*FOLGENDES BEARBEITEN*.
A – Nenne alle Preisbegriffe, die im Text über zahnärztliche Honorare definiert werden.
B – Gib aus dem Text über zahnärztliche Honorare alles von „Es geht um Honorare, zahnärztliche“ bis hinunter zu „sinnvoll und wichtig?“ wortgetreu wieder.

*VORLIEGENDER TEXT*.
50 gute Gründe, sich auf Endodontie zu spezialisieren (33) I-Preis, M-Preis, K-Preis

Eine kurze Begriffsdefinition.
Es geht um Honorare, zahnärztliche Leistungen betreffend.

Ist-Preis, Muss-Preis, Kann-Preis.

Der Ist-Preis, nachfolgend auch I-Preis genannt: Der Preis, den die Krankenkassen (PKV,GKV) für eine zahnärztliche Leistung zu zahlen bereit sind.

Der Muss-Preis, nachfolgend auch M-Preis genannt: Der Preis, der nach betriebswirtschaflicher Bestimmung des für die Praxis notwendigen Stundenhonorars sich für die benötigte Zeit der Durchführung einer zahnmedizinischen Leistung praxisspezifisch ergibt.

Der Kann-Preis, nachfolgend auch K-Preis genannt: Der Preis, den der Behandler für eine Behandlung nimmt, weil er es (die bestimmte besondere Behandlung) kann wie kein anderer oder wie nur wenige andere es könnten.

Warum ist diese Unterscheidung sinnvoll und wichtig?
Wir alle wissen, dass in den letzten Jahrzehnten die Anpassung der zahnärztlichen Honorare der allgemeinen Kostenentwicklung nicht gefolgt ist. Heisst de facto. Es gibt heute unterm Strich deutlich weniger für eine bestimmte Behandlungsleistung als dies früher der Fall war. Das dies in der Vergangenheit durch „mehr arbeiten“ und „schneller arbeiten“ von Behandlerseite versucht wurde zu kompensieren, ändert nichts an der Tatsache, das die Krankenkassen nicht bereit sind, Leistungen proportional besser zu bezahlen als in der Vergangenheit. Marginale Anpassungen haben reinen Alibi-Charakter und ändern am prinzipiellen Missstand nichts.

*Gesammelte Dateneinträge*.
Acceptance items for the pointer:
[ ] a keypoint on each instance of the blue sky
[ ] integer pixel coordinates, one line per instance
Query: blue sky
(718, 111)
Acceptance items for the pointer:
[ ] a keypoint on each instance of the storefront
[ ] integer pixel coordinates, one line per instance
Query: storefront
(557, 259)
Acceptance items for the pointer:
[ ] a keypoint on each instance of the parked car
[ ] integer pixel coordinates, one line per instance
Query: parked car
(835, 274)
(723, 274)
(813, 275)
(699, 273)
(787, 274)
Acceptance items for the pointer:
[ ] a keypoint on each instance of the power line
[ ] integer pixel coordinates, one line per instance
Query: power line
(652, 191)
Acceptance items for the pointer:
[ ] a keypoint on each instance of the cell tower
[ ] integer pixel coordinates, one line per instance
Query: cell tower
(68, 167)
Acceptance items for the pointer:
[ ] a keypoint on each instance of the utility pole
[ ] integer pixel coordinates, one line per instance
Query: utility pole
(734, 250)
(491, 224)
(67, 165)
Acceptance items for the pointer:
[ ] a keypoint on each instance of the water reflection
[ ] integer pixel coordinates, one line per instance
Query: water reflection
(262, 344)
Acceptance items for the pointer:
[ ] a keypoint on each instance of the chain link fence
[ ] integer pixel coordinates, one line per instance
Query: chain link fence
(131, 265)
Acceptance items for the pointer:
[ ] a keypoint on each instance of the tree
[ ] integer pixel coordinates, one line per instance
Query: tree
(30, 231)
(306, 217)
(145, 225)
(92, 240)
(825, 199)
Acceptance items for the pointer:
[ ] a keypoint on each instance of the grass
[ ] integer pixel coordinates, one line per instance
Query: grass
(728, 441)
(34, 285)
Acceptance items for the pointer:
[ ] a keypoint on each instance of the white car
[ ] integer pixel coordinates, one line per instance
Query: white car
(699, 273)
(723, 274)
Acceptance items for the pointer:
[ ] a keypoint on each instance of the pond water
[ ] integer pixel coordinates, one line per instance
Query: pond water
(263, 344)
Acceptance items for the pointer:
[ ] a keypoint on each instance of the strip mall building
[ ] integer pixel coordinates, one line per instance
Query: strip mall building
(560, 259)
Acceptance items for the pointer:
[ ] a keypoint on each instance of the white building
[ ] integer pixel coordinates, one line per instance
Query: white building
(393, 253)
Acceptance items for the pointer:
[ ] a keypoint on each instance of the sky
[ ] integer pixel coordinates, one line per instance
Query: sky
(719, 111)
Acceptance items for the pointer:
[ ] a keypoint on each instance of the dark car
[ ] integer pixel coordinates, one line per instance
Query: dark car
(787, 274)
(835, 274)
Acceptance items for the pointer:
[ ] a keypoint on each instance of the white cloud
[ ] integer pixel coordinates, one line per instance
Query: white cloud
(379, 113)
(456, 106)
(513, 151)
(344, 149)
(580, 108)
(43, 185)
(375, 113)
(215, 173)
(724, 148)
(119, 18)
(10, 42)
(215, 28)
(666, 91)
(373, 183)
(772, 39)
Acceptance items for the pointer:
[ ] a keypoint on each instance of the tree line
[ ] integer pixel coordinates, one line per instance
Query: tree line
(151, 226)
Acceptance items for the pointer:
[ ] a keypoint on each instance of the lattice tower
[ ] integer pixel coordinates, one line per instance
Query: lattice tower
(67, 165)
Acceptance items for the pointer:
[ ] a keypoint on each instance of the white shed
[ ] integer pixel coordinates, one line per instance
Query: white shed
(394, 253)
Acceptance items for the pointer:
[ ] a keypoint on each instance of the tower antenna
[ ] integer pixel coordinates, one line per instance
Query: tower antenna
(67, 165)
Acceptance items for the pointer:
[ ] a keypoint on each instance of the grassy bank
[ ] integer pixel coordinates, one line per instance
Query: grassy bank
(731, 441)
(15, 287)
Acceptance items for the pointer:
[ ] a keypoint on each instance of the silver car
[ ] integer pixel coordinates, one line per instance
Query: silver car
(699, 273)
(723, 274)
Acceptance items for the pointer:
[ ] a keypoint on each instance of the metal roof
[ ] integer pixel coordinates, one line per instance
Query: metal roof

*ANTWORTEN PRO AUFGABE*.
A – Ist-Preis (I-Preis), Muss-Preis (M-Preis), Kann-Preis (K-Preis)

B –
Es geht um Honorare, zahnärztliche Leistungen betreffend.

Ist-Preis, Muss-Preis, Kann-Preis.

Der Ist-Preis, nachfolgend auch I-Preis genannt: Der Preis, den die Krankenkassen (PKV,GKV) für eine zahnärztliche Leistung zu zahlen bereit sind.

Der Muss-Preis, nachfolgend auch M-Preis genannt: Der Preis, der nach betriebswirtschaflicher Bestimmung des für die Praxis notwendigen Stundenhonorars sich für die benötigte Zeit der Durchführung einer zahnmedizinischen Leistung praxisspezifisch ergibt.

Der Kann-Preis, nachfolgend auch K-Preis genannt: Der Preis, den der Behandler für eine Behandlung nimmt, weil er es (die bestimmte besondere Behandlung) kann wie kein anderer oder wie nur wenige andere es könnten.

Warum ist diese Unterscheidung sinnvoll und wichtig?